##### Metin parçası #####

İnsan ne müthiş bir yaratık, Allah nasıl yaratmış ?
Hayranlık duymamak elde
değil .
Her gün aynada kendinize , sabah evden çıkıp çevrenize bakarak, devamlı
mucizeler görebilirsiniz.
Bunun
kıymetini bilmek ve ya bilmemek iste bütün mesele bu.
Kendi
varlığı ve kendi çatısı altında olan insanları önemseyip, diğer insanları araç olarak görüp kullananlardan mısınız ?
Yoksa, her insana, insan olduğu için değer verenlerden mi ?
İkisi
arasında büyük fark var. Birisi, dünyanın merkezinin kendisi olduğunu zanneder,
diğeri bütünlüğün harmonisine inanır, herkese en az kendisi kadar saygı duyar.
Biri
bencildir, diğeri hümanist .
Birisi söylenmeyeni duyar, diğeri söyleneni bile anlamaz, aldırmaz.
Birisi için her şey bir yarıştır, diğeri için sadece gidilen yol.
Biri hep yenmeye çalışır, diğeri bu hayatta yenmekte,
yenilmekte olduğunu bilir, ve hepsini aynı dinginlikle karşılar .
Biri için para amaçtır, diğeri için araç.
Biri
insani kullanır ve bunu hak görür , diğeri mutlu etmek için, kendinden ödün
verir ama gocunmaz.
Biri yüreğinin götürdüğü yere korkusuzca gider, gerekirse savaşır. Diğeri, herkesten korkar, gölgelerin arkasında yaşar.
İşte bu iki yapı bir araya geldiğinde, terazi öyle bir tek tarafa yüklenir ki,
eninde sonunda yıkılır.
İyimserliğin gücü biter, bencillik devam ettikçe.
İnsanlar
birbirini deneme hakkına, haddine sahip değildir . Hele bunu binlerce defa yapma hakkına hiç sahip değildirler.
İnançsız ve güvensizliğinizi
yenemezsiniz, gerçek sevgiyi sonsuz defa sınar, yerden yere vurursanız, eninde
sonunda içimizdeki paranoyayı gerçeğe dönüştürürsünüz .
O insanı kaybedersiniz. Bunda tek suç sizindir. Ve bunun tek suçlusu , sonsuz bencilliktir.
Görmekten, duymaktan, konuşmaktan kaçınıp sığındığınız limanlar sizi almaz olur artık.

##### Çıkarılan bilgiler #####

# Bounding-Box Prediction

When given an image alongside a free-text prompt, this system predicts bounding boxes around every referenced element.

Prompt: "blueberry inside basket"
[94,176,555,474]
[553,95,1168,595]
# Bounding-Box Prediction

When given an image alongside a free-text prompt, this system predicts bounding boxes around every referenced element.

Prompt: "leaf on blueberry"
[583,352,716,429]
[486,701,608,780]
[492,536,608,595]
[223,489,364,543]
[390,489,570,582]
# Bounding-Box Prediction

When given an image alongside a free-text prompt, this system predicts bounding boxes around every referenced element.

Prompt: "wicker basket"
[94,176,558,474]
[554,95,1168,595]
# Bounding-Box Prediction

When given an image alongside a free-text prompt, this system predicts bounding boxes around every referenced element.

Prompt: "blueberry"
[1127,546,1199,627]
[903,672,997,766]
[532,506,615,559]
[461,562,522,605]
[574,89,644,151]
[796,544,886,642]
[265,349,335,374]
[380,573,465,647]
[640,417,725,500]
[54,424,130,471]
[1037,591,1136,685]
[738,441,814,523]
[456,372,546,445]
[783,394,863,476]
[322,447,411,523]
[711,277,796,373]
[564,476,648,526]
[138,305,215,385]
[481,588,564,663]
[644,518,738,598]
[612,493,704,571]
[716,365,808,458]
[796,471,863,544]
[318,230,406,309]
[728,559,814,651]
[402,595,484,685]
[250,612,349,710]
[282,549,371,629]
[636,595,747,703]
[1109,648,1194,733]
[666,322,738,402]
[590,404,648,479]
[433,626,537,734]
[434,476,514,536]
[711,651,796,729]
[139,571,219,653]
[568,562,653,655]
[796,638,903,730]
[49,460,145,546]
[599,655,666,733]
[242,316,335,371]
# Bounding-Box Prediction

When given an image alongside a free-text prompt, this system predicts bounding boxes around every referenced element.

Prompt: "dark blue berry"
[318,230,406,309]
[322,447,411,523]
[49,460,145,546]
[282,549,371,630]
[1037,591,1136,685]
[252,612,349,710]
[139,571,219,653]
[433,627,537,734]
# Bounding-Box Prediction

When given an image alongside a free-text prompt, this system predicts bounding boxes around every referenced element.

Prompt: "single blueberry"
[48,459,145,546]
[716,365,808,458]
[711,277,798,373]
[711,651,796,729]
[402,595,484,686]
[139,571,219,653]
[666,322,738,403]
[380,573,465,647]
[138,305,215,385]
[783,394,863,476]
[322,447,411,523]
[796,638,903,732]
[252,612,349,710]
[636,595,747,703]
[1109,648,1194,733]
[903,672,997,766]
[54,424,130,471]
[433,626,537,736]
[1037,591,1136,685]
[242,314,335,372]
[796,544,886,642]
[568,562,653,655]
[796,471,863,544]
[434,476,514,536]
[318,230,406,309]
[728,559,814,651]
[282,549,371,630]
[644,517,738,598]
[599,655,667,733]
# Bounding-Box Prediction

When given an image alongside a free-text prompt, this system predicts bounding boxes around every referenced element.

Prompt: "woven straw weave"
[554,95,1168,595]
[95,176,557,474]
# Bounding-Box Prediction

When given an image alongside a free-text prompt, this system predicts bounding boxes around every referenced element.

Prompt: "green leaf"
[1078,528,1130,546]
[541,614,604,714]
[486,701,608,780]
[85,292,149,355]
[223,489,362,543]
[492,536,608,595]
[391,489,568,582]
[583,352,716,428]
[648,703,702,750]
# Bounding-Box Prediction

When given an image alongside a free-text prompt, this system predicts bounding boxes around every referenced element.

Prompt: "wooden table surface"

#####

▶ **Kısa görev 1**: Satırlarda "leaf" dizesini içeren her satırı değiştirmeden döndür.
▶ **Kısa görev 2**: Bencil ve hümanist insan üzerine yazıyı son cümlesinden sonra devam ettir.
Satırlar, bencil ve hümanist insan üzerine yazıyla hiçbir bağlantı taşımaz.

▶ **Görev yanıtı 1**:
Prompt: "leaf on blueberry"
Prompt: "green leaf"

▶ **Görev yanıtı 2**:
Yaptığınız
işkenceleri görmez, bir de karşınızdakini suçlarsınız....
Ara sıra benim
yaptıklarım bana yapılsaydı ne tepki gösterirdim diye düşünmek lazım ?
Kendinize, sevdiklerinize yapılmasından hoşlanmayacağınız şeyi başkasına da yapmamak lazım.
Yapmak
zordur, yıkmaksa kolay.
Bazen, karşımızdaki manevi olarak o kadar güçlüdür ki , tüm darbelere rağmen ayakta
kalır.
Tüm orman yıllar içinde, gün be gün yerle bir olurken , sabırla kalan son ince dala bile tutunur. Baltalar, her bir yanı acımasızca yerle bir ederken kalan son dala.
Tüm fırtınalar, ayazlar, depremlerden
sonra bile savunur kalesini. Yapayalnız, karanlıkta, bir başına...
Gecelerin ne kadar uzun, yalnız ve acımasız olduğunu öğrenir.
Hep
bir umutla uyanır, yıkıldığı her geceden. Bugün o gün, her şey bitecek
diyerek.
Anka kuşu gibi, küllerinden doğar her yeni güne.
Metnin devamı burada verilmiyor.